Below is a block of records: output all of them exactly and leave out the pictures.

------ Records ------

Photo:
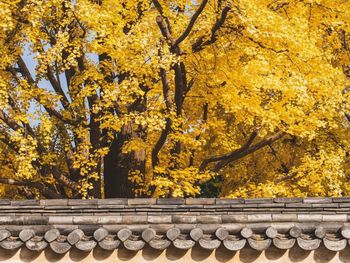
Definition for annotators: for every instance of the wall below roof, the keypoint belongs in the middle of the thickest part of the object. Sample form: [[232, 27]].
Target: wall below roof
[[173, 255]]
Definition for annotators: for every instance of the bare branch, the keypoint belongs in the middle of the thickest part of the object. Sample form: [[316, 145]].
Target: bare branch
[[191, 24], [199, 44], [249, 150], [229, 155], [45, 191]]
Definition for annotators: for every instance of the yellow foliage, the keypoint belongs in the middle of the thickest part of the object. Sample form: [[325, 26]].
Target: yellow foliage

------

Result for this task:
Photo:
Definition for annotators: for every instance of the wall below roof, the keypoint belongs in the middle of the thickest part of the object. Sample form: [[232, 27]].
Target: wall below roof
[[173, 255]]
Definition for annotators: for every instance of the bare branch, the keypoint belongs in the middle of the thickest part of the object. Sample form: [[316, 145]].
Target: bare branch
[[191, 24], [199, 44], [249, 150], [229, 155], [45, 191]]
Definition for annotators: for every instance of the yellow foliage, the keypoint belongs in the middle of the thickest part of the object. Sample form: [[325, 26]].
Target: yellow foliage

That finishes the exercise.